→ **Zadania do wykonania**:
**A)** Wypisz bez zmian fragment życzeń noworocznych: zacznij od słów „Przede wszystkim...”, a skończ na słowach „światy były lepsze...”.
**B)** Pociągnij dalej życzenia noworoczne, zaczynając zaraz po ich ostatnim zdaniu.

→ **Fragment do przeczytania**:
□ □ □ □ □ □ □
Dziś jest pierwszy dzień reszty naszego życia - szczęśliwego 2019!


Przede wszystkim...

Życzę nam udanego 2019 roku. Żebyśmy byli zdrowi, szczęśliwi, pełni cierpliwości i łagodności, żeby ludzie obdarzali nas tym samym. Życzę także, żebyśmy nigdy nie przestawali wierzyć i nie wstydzili się tego, w co wierzymy. Żeby nie brakowało nam sił, ale i byśmy umieli godnie przyjąć słabość, byśmy byli życzliwi dla ludzi i dla siebie i żebyśmy potrafili się cieszyć wszystkim i doceniać to co mamy... Życzę nam wszystkim jeszcze jednego - abyśmy nigdy, nawet zmęczeni czy sfrustrowani i zawiedzeni, nie stawali się obojętni - świata nie uleczymy, ale można sprawić by po prostu nasze maleńkie światy były lepsze...
□ □ □ □ □ □ □
→ **Dostarczony materiał**:
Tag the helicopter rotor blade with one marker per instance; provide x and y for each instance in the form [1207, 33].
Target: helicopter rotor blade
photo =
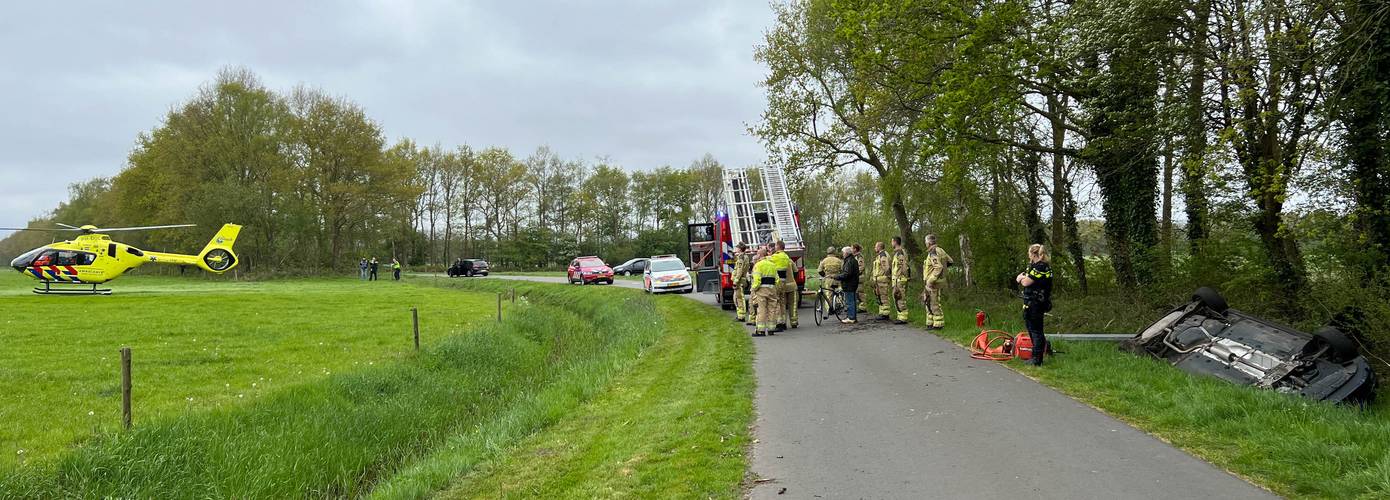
□ □ □ □ □ □ □
→ **Lista odpowiedzi**:
**A)**
Przede wszystkim...

Życzę nam udanego 2019 roku. Żebyśmy byli zdrowi, szczęśliwi, pełni cierpliwości i łagodności, żeby ludzie obdarzali nas tym samym. Życzę także, żebyśmy nigdy nie przestawali wierzyć i nie wstydzili się tego, w co wierzymy. Żeby nie brakowało nam sił, ale i byśmy umieli godnie przyjąć słabość, byśmy byli życzliwi dla ludzi i dla siebie i żebyśmy potrafili się cieszyć wszystkim i doceniać to co mamy... Życzę nam wszystkim jeszcze jednego - abyśmy nigdy, nawet zmęczeni czy sfrustrowani i zawiedzeni, nie stawali się obojętni - świata nie uleczymy, ale można sprawić by po prostu nasze maleńkie światy były lepsze...

**B)**
*

     A wracając co rzeczywistości ludzko-łódzkiej - przypomniały mi się ostatnio czasy nastoletnie (starzeje się, nie da się ukryć, cholera...) kiedy to prowadziłam różne tajne pamiętniki, w których opisywałam swoje ówczesne emocje, stany duszy i inne pierdoły. Postanowiłam do takiej właśnie terapii ducha powrócić - dlatego zmieni się trochę zamysł prowadzenia bloga. Będę teraz pisać, pisać i często pisać - chciałabym - codziennie. O wzlotach i upierdliwościach życia codziennego, co tam sobie zjadłam na śniadanie, a czego nie zjadłam na obiad i tak dalej...

     Oczywiście notki przemyślane, długie i ciężkie także pisać będę, ale to przy wenie, czasie, natchnieniu i sprzyjających wiatrach.



Wszystkiego dobrego na dziś, 2019 i całą resztę życia!